Extracted information
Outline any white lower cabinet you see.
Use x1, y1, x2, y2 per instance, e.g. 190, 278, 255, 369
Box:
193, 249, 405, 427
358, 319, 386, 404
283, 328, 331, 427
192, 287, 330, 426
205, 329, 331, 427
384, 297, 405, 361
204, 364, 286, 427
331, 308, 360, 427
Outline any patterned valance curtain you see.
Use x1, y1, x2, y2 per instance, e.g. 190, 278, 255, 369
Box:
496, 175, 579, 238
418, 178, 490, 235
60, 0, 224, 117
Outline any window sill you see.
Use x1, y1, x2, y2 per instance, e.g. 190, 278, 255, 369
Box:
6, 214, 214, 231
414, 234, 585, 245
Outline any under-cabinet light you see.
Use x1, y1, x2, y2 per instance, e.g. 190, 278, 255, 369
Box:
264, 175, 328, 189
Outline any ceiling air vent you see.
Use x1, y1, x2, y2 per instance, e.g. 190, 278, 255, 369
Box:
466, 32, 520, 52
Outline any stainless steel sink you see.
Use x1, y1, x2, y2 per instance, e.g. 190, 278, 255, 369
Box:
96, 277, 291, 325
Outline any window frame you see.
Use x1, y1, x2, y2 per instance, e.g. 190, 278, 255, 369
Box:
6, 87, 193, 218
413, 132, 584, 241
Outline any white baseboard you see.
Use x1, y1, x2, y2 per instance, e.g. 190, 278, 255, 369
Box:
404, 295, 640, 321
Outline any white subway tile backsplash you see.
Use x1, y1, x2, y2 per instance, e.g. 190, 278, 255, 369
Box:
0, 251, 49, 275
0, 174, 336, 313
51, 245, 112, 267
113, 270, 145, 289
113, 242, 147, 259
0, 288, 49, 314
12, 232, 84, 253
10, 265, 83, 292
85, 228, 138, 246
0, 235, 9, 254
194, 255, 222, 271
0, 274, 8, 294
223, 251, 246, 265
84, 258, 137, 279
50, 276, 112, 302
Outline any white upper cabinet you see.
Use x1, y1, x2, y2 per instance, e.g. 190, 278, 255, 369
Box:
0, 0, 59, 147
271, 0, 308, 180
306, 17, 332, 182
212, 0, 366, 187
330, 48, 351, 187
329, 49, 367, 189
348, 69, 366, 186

Requirement
Transcribe each line of the listing above precisely as it appears.

Result of the task
Outline any white lower cabinet you see.
Use x1, y1, x2, y2 per instance, e.g. 190, 278, 255, 369
Box:
193, 249, 405, 427
358, 319, 386, 404
283, 328, 331, 427
192, 287, 330, 426
205, 329, 331, 427
384, 297, 405, 361
204, 364, 286, 427
331, 308, 360, 427
Outline any patterned valance curtain you see.
Use x1, y1, x2, y2 per instance, e.g. 190, 278, 255, 369
Box:
496, 175, 579, 238
418, 178, 490, 235
60, 0, 224, 117
Outline any window sill you see.
Use x1, y1, x2, y2 per instance, e.g. 190, 278, 255, 369
Box:
6, 214, 214, 231
414, 234, 585, 245
Outline any under-cabinet light you see.
Use x1, y1, x2, y2 per instance, e.g. 190, 278, 255, 369
Box:
264, 175, 328, 189
Outline any ceiling air vent you see.
Use x1, y1, x2, y2 per instance, e.g. 190, 278, 255, 369
Box:
466, 32, 520, 52
Outline any stainless steel sink you see.
Use x1, y1, x2, y2 per instance, e.g. 190, 278, 255, 369
Box:
96, 277, 291, 325
Outline any window frame you see.
Use x1, y1, x2, y2 per instance, e.g. 190, 278, 255, 369
Box:
6, 87, 193, 218
413, 132, 584, 241
Outline any white baseboard you see.
Use x1, y1, x2, y2 per instance, e.g. 190, 278, 255, 369
Box:
404, 295, 640, 321
Outline any white subway tile backsplash you see.
Use x1, y1, x2, y2 per instance, e.g. 190, 278, 255, 369
Box:
0, 251, 49, 275
0, 174, 336, 313
51, 245, 112, 267
113, 270, 145, 289
113, 242, 147, 259
0, 288, 49, 314
12, 232, 84, 253
10, 265, 83, 292
85, 228, 138, 246
0, 235, 9, 254
194, 255, 222, 271
0, 274, 8, 294
223, 251, 246, 265
84, 258, 137, 279
50, 276, 112, 302
Outline any white upper cabinet you see.
Use x1, y1, x2, y2 per instance, e.g. 190, 278, 255, 369
Box:
0, 0, 59, 147
271, 0, 308, 180
306, 17, 332, 182
212, 0, 366, 187
330, 48, 351, 187
329, 49, 367, 189
348, 69, 366, 186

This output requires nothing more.